== BLOC DE TEXTE ==

Crise du Covid-19 :
vers un renouveau de la performance des bureaux ?
Interview de Benoît Delattre, Directeur de Strategic Consulting chez JLL. Il accompagne la transformation des entreprises vers un pilotage de leur immobilier d'exploitation au plus près des réalités de leur activité d'aujourd'hui et de demain..
"Demain être performant rimera avec être agile. Il s’agira d’intégrer la flexibilité dans le portefeuille immobilier grâce à des baux flexibles, des options de sortie faciles à actionner, ou des solutions de coworking permettant de s’adapter à l’évolution des besoins en matière d’espaces. Il faudra pouvoir accroître ou réduire la voilure immobilière à la demande, en fonction des besoins".
Dans quelles mesures la crise sanitaire que nous sommes en train de traverser va-t-elle changer l’appréciation de la performance dans nos bureaux ?
La performance des bureaux a longtemps été résumée à la réduction de leurs coûts d'exploitation et d'entretien. Aujourd'hui, les entreprises ont conscience que l’environnement de travail constitue un levier incontournable d’attraction et de rétention des talents, et un accélérateur de la performance des collaborateurs. La crise du COVID-19 amplifie évidemment cette tendance en questionnant notre façon de consommer l’immobilier : les inefficiences immobilières qui étaient acceptées hier ne le seront plus demain. Le confinement, accompagné du déploiement massif du travail distance, met en lumière les enjeux technologiques, de collaboration et de cohésion des salariés. Les standards de performance d’hier sont à oublier !
Les entreprises étaient-elles préparées à une telle crise ? Comment pouvaient-elles l’anticiper et comment doivent-elles la gérer aujourd’hui ?

===

● **CONSIGNES**
1. Répondez à ces questions sur l'interview consacrée à la performance des bureaux :
(a) Quel poste Benoît Delattre occupe-t-il chez JLL ?
(b) Avec quoi « être performant » rimera-t-il demain, d'après la citation ?
(c) À quoi la performance des bureaux a-t-elle longtemps été résumée ?
2. Recopiez mot pour mot le passage de l'interview qui commence par « Dans quelles mesures » et se poursuit jusqu'à « à oublier ! » inclus.
Seule l'interview sert de source.

== CONTENU PRÉSENTÉ ==

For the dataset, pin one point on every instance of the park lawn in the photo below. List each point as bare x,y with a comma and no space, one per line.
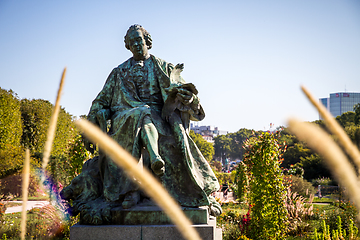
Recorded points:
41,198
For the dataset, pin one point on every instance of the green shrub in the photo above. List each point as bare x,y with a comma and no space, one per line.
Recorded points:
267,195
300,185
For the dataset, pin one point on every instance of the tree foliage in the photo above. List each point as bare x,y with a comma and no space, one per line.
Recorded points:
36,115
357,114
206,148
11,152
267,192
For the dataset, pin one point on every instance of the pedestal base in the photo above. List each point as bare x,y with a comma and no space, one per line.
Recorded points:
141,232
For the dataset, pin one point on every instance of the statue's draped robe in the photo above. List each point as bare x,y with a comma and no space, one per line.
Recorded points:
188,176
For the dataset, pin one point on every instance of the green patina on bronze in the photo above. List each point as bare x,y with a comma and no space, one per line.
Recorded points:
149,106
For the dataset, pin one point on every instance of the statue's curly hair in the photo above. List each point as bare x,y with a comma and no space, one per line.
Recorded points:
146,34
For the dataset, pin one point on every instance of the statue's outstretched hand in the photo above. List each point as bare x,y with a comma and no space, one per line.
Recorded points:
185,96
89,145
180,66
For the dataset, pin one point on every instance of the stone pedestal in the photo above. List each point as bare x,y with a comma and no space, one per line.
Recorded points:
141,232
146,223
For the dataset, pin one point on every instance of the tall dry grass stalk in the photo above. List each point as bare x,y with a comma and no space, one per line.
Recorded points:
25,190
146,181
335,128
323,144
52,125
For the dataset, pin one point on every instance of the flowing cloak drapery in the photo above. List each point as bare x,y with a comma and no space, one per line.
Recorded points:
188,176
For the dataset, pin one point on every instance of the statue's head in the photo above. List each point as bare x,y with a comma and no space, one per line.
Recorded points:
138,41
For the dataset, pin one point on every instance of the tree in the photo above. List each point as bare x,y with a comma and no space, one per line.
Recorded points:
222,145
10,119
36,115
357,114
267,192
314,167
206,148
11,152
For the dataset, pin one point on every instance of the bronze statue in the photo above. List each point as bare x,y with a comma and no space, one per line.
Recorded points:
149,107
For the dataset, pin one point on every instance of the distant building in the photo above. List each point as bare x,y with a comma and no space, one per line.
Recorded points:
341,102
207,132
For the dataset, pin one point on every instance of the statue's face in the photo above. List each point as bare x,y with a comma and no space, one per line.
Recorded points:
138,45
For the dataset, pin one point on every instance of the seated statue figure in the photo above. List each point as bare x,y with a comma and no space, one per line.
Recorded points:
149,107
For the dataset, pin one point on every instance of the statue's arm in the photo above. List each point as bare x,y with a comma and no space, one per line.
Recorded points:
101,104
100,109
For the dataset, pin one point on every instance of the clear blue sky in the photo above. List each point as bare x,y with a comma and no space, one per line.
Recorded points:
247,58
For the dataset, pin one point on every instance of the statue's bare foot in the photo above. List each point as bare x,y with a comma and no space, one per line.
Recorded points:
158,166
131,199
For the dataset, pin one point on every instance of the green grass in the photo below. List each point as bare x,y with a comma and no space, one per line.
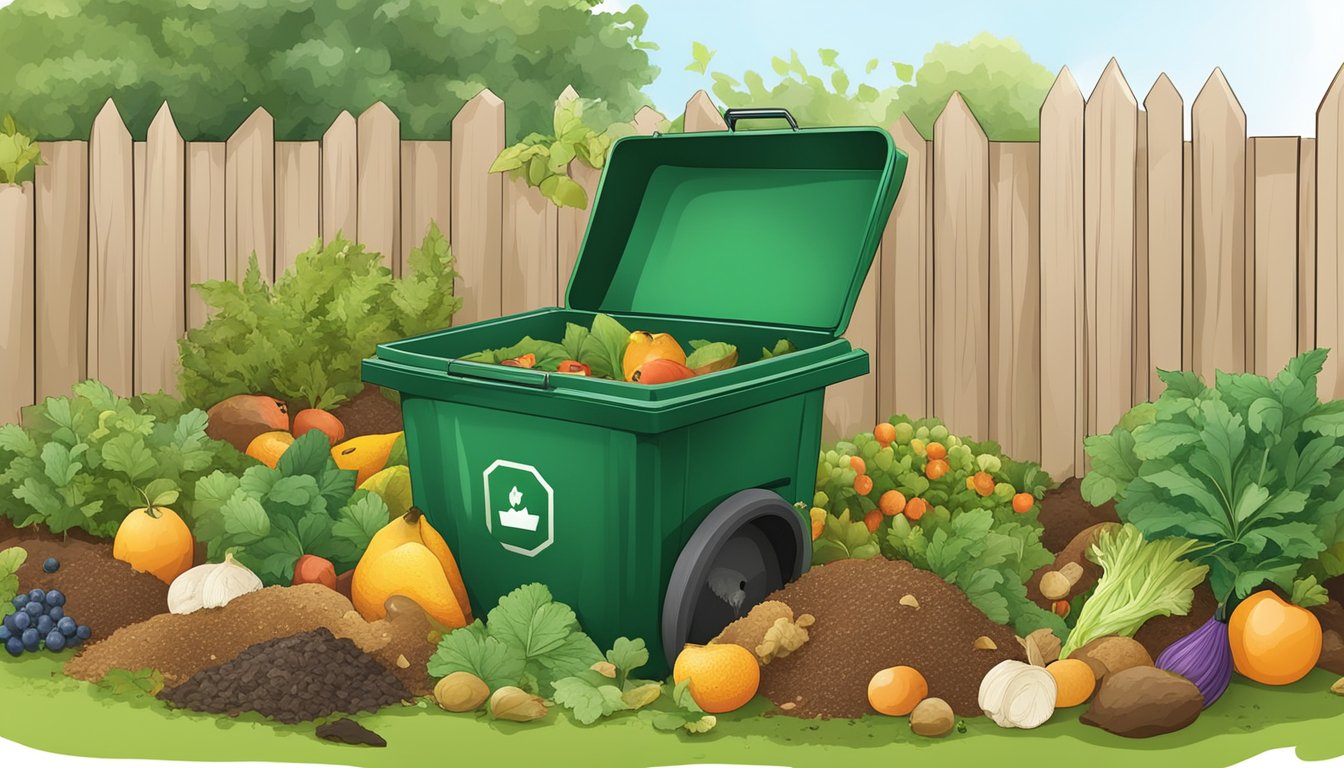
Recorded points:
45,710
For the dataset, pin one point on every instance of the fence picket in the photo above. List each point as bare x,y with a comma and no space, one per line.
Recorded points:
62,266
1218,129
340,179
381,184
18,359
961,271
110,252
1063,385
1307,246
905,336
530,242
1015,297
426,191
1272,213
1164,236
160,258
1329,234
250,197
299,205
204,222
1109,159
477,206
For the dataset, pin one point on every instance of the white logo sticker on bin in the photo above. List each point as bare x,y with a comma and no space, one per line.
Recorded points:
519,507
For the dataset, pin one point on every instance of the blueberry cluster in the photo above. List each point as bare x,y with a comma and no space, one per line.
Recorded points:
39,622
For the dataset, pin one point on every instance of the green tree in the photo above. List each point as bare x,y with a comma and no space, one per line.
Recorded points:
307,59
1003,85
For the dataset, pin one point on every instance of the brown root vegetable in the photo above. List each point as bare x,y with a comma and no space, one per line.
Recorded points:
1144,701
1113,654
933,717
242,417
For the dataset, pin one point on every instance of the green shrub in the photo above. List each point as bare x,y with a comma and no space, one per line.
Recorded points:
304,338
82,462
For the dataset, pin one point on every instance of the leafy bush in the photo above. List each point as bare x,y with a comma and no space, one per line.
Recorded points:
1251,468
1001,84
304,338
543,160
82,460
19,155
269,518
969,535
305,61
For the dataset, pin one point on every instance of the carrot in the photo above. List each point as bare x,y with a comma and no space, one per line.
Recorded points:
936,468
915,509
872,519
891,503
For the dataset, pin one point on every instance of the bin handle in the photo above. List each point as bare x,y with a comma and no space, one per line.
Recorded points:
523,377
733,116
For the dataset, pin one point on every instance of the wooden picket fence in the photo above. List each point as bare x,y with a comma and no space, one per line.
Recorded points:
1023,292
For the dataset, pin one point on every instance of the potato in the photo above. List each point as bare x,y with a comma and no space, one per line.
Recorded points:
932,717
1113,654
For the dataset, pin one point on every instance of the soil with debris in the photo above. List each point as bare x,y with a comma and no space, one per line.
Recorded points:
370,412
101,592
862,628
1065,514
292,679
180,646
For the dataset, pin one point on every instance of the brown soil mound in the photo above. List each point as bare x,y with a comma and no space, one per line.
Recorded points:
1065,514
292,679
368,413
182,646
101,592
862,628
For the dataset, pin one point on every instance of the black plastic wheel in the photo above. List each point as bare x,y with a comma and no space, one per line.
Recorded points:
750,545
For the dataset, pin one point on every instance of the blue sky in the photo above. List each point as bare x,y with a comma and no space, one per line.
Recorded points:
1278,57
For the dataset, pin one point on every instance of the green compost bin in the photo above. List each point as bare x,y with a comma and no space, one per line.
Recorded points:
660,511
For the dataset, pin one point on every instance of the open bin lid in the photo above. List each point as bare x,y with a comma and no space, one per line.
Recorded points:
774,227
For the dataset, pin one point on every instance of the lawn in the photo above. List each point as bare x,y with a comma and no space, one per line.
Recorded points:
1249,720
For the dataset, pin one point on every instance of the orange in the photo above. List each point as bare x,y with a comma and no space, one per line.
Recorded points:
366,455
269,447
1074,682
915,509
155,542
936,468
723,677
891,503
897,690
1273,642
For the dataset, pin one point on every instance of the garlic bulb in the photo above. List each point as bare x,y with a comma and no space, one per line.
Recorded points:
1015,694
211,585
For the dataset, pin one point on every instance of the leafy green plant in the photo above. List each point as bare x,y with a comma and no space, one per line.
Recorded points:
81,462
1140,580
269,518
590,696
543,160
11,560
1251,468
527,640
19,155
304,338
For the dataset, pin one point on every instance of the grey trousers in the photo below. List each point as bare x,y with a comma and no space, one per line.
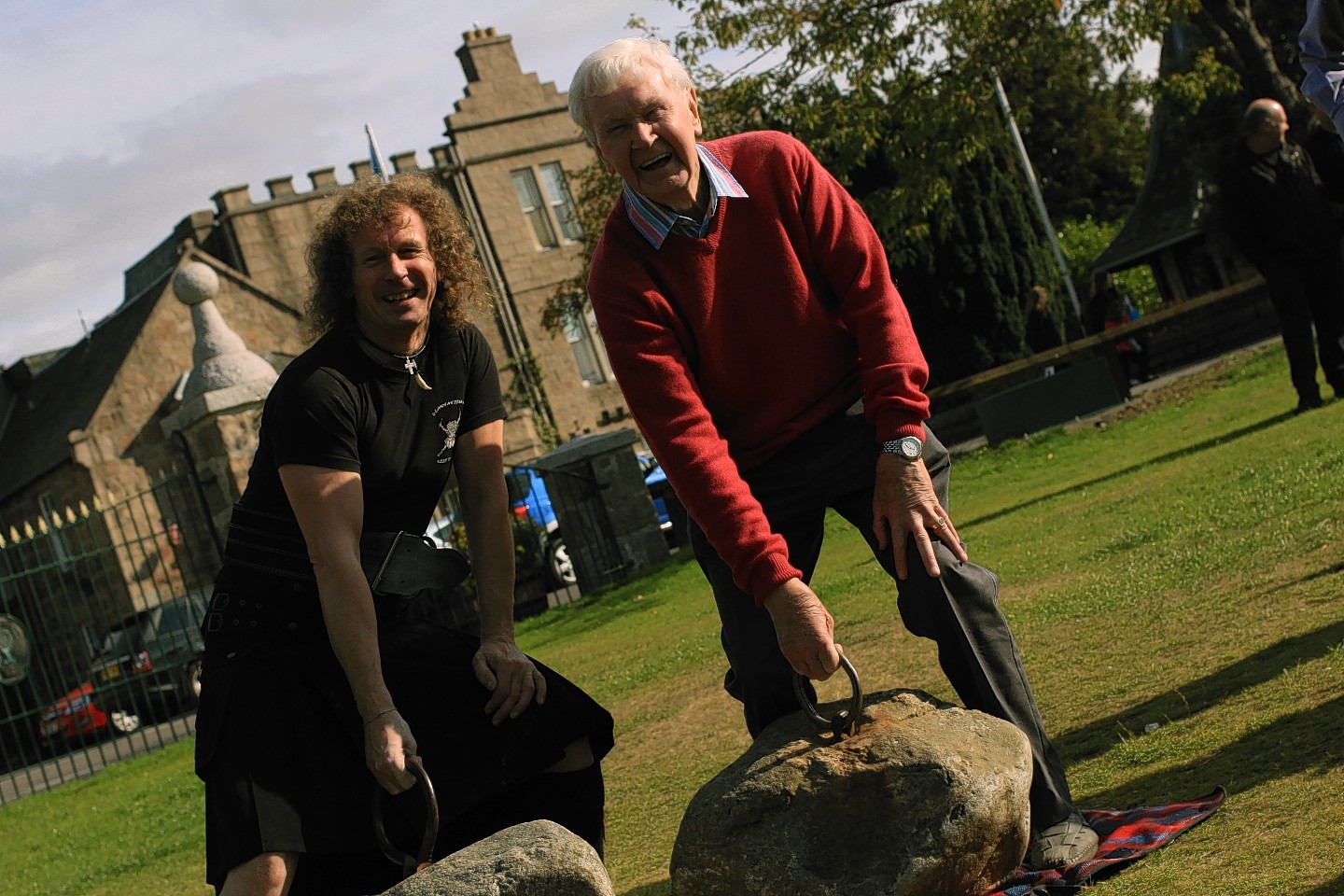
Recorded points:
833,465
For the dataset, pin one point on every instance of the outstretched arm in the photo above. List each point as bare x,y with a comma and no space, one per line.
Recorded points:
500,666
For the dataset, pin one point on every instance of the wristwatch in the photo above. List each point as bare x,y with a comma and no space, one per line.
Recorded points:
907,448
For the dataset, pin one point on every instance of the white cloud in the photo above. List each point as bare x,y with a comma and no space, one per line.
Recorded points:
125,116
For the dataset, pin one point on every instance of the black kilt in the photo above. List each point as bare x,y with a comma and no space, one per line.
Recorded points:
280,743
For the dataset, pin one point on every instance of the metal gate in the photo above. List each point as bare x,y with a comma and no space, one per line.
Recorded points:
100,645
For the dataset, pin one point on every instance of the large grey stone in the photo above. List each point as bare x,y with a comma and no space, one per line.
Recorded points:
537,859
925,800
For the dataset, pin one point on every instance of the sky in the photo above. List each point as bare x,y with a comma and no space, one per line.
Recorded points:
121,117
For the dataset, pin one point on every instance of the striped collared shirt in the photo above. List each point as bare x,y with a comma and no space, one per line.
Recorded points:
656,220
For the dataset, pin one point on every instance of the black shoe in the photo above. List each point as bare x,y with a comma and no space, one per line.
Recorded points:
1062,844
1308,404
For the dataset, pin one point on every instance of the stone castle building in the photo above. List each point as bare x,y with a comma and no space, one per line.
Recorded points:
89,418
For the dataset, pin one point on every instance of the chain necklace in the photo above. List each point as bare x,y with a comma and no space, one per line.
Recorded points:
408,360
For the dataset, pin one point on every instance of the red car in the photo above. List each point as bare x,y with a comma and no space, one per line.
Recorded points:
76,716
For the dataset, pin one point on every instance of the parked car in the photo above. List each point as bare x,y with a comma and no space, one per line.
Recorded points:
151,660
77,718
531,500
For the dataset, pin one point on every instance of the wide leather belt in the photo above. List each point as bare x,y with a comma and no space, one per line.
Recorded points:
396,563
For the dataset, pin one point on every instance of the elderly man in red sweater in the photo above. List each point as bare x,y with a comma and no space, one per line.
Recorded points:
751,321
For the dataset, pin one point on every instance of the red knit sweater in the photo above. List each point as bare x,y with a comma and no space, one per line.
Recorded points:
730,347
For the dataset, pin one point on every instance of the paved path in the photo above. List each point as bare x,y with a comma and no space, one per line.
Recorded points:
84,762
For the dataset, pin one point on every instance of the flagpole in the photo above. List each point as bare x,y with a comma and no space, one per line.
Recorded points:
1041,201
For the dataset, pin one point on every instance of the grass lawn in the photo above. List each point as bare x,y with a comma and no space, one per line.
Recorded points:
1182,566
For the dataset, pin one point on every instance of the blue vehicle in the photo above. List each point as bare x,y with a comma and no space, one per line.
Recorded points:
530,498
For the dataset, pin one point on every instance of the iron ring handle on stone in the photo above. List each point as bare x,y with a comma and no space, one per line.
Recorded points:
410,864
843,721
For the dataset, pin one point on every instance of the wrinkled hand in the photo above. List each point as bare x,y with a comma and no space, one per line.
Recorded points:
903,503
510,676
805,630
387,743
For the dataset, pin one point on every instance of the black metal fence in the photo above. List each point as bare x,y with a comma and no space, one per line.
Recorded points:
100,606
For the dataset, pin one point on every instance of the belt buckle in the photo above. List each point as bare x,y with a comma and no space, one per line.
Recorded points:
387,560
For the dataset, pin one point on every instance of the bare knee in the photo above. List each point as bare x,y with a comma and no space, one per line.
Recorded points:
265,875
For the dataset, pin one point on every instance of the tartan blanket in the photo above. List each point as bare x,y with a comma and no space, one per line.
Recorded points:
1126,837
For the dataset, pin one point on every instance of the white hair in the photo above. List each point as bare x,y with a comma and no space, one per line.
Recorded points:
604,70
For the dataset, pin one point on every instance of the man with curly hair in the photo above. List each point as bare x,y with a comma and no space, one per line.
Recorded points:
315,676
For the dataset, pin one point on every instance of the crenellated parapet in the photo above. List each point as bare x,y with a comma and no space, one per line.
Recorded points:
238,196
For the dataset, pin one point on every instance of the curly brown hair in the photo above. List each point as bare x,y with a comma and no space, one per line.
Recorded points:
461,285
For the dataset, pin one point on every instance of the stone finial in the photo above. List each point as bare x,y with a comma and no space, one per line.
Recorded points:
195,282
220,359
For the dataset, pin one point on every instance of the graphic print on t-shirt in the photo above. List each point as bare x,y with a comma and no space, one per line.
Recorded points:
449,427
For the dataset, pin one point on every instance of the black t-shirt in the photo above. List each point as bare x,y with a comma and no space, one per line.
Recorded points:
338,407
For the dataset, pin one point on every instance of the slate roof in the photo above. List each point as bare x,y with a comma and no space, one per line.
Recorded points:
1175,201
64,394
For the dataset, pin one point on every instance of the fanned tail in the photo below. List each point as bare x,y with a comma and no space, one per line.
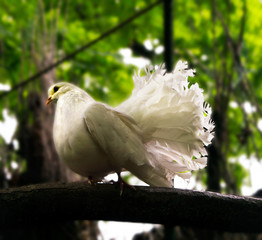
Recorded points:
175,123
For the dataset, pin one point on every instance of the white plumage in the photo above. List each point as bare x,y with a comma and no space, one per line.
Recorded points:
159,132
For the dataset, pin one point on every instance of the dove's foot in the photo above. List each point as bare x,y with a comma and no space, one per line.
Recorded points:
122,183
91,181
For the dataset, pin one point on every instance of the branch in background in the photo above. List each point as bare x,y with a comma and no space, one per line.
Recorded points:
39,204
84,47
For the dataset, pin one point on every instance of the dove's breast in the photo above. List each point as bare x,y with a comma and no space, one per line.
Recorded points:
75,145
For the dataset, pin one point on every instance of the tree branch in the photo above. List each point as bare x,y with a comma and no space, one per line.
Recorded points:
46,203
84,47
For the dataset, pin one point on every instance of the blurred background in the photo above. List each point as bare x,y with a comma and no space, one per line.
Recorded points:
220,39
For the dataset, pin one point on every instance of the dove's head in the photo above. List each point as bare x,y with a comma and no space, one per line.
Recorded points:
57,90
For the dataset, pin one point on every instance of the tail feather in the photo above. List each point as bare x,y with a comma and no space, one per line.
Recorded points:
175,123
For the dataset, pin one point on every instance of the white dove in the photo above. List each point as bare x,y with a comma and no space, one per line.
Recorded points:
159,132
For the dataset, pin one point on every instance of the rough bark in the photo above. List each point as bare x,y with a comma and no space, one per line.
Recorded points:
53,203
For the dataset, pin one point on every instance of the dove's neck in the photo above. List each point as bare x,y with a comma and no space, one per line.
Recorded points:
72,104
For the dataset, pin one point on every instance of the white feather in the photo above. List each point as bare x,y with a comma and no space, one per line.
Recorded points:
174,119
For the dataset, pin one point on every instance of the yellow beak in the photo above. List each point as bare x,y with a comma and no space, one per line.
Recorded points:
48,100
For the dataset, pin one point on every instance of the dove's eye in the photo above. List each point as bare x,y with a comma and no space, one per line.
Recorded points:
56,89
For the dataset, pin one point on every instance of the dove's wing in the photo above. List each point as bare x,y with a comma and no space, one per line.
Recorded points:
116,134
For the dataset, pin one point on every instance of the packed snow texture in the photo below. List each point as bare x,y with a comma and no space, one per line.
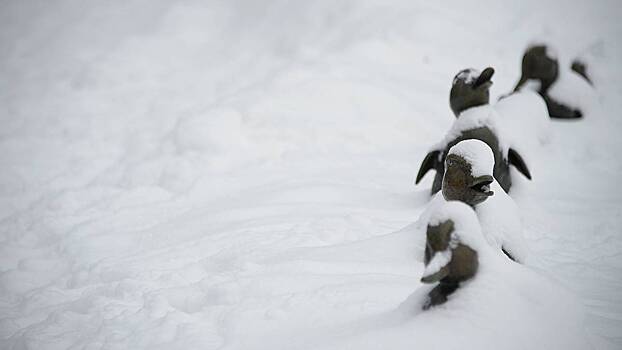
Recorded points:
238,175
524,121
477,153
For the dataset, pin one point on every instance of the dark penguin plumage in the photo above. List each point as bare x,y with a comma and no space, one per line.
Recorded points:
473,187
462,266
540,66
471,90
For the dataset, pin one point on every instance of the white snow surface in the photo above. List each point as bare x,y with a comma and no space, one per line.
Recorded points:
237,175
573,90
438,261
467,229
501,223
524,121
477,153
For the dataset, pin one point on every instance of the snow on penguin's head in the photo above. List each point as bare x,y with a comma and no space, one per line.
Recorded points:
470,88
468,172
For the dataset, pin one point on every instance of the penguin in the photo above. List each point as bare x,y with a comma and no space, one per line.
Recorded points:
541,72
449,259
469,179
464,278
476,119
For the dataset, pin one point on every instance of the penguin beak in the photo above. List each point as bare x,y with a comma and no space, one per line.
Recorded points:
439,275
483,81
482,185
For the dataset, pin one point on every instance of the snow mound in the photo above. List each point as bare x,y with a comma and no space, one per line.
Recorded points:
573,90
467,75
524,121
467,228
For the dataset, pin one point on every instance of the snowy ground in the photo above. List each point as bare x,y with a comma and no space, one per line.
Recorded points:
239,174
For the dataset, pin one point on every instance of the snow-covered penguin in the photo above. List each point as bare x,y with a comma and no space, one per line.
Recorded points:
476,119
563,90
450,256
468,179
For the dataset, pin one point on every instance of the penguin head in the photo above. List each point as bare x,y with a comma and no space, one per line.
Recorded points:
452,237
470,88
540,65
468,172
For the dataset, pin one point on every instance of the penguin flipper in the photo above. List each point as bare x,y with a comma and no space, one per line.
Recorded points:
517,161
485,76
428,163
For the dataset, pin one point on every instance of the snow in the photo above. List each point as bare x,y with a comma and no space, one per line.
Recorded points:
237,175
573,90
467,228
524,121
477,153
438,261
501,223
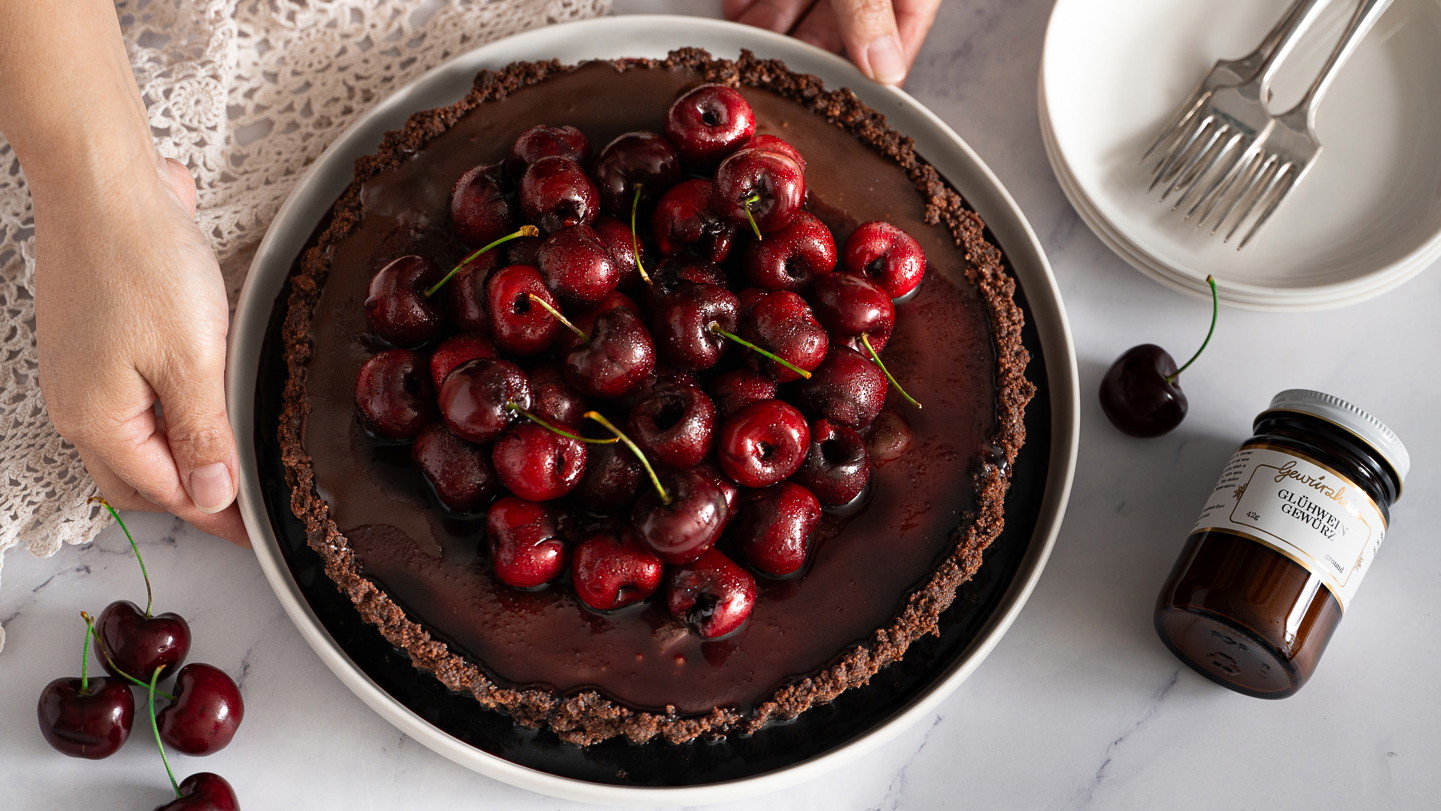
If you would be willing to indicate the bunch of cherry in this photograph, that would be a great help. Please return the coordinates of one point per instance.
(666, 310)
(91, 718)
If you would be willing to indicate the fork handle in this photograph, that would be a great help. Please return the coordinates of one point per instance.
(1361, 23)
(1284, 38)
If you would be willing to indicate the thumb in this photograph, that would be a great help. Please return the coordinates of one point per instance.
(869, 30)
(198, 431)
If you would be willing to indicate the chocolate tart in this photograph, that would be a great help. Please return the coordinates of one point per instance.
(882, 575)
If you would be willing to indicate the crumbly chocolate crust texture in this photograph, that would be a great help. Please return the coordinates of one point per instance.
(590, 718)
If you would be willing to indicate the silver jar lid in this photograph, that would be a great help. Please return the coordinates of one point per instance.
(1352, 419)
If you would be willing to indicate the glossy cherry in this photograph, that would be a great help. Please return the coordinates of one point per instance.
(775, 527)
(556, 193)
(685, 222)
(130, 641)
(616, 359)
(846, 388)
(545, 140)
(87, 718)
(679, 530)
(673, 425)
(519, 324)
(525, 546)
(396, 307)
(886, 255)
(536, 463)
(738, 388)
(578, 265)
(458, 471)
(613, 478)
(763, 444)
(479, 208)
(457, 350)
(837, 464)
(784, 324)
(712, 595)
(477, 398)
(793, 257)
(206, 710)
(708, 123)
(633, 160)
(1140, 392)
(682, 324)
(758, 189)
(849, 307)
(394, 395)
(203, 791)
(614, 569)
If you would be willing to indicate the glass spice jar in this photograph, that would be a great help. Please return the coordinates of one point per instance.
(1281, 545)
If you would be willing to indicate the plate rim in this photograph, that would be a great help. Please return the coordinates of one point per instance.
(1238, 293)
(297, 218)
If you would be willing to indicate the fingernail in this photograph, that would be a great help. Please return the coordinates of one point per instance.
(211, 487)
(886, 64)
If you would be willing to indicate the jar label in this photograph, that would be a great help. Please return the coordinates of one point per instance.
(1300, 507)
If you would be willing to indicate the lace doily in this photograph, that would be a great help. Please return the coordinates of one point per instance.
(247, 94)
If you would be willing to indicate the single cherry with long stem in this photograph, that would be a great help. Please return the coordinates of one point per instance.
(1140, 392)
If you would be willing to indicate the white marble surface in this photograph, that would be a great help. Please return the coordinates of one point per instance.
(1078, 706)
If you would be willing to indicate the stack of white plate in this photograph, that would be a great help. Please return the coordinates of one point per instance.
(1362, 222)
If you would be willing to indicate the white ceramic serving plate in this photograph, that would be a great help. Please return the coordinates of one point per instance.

===

● **RÉPONSES FOURNIES**
1.
(a) Directeur de Strategic Consulting.
(b) Avec être agile.
(c) À la réduction de leurs coûts d'exploitation et d'entretien.

2.
Dans quelles mesures la crise sanitaire que nous sommes en train de traverser va-t-elle changer l’appréciation de la performance dans nos bureaux ?
La performance des bureaux a longtemps été résumée à la réduction de leurs coûts d'exploitation et d'entretien. Aujourd'hui, les entreprises ont conscience que l’environnement de travail constitue un levier incontournable d’attraction et de rétention des talents, et un accélérateur de la performance des collaborateurs. La crise du COVID-19 amplifie évidemment cette tendance en questionnant notre façon de consommer l’immobilier : les inefficiences immobilières qui étaient acceptées hier ne le seront plus demain. Le confinement, accompagné du déploiement massif du travail distance, met en lumière les enjeux technologiques, de collaboration et de cohésion des salariés. Les standards de performance d’hier sont à oublier !